Work instructions: Copy every line of the data below exactly as given, except for the pictures.

Segment Open

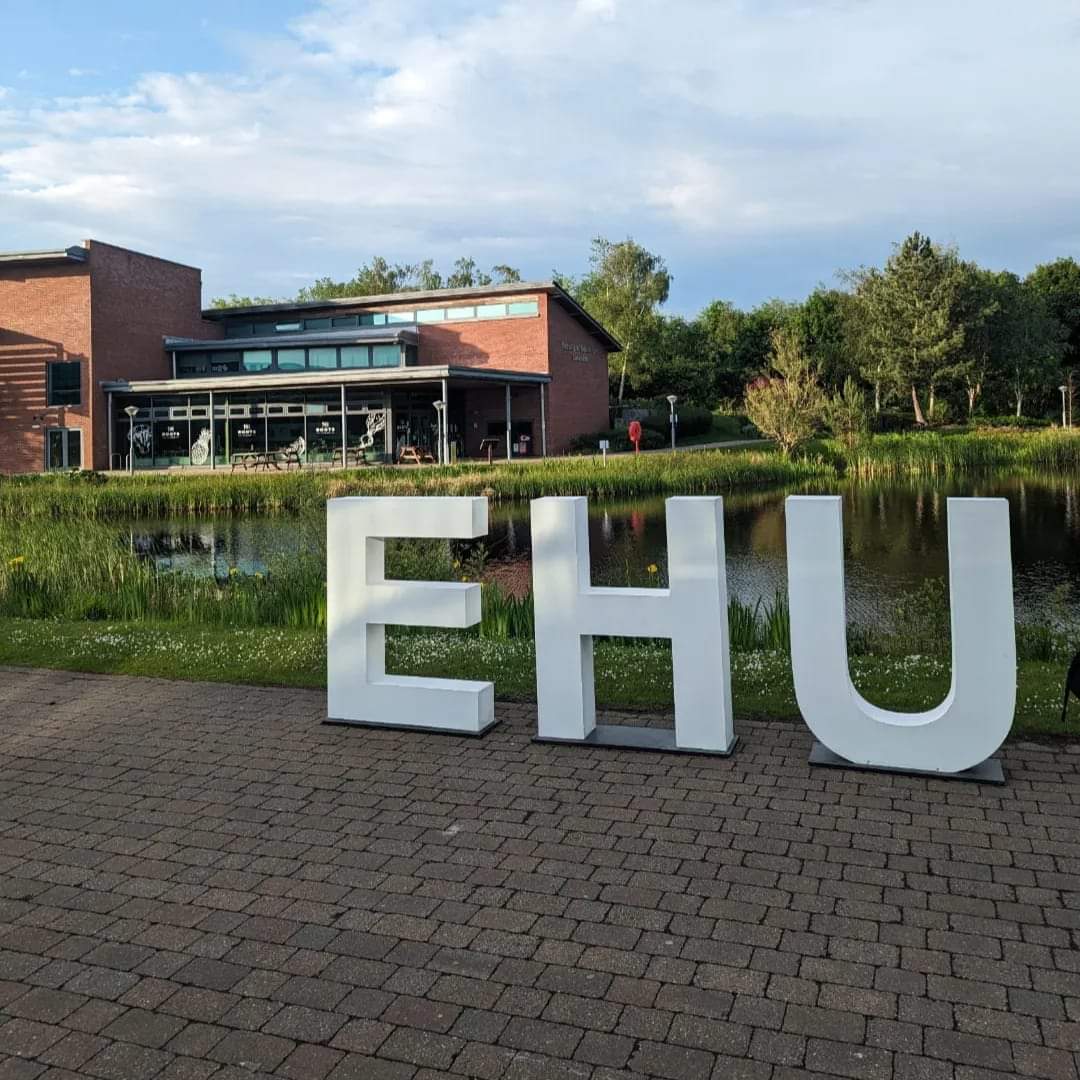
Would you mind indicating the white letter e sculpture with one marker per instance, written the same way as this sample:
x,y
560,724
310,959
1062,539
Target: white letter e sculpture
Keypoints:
x,y
956,738
361,602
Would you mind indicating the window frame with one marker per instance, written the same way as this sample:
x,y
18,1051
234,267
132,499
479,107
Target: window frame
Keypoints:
x,y
51,391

Segment Closed

Result for this task:
Would you mind indicating the white letter e sculpture with one marker per instance, written the same way as this sample:
x,y
560,724
310,959
1062,539
Target: white letter e sculpture
Keypoints:
x,y
956,738
361,602
Would you mind indicating the window frame with one marker per instance, written the same way as this sample:
x,y
18,1051
234,267
132,499
479,107
Target: window frame
Keypoints:
x,y
51,391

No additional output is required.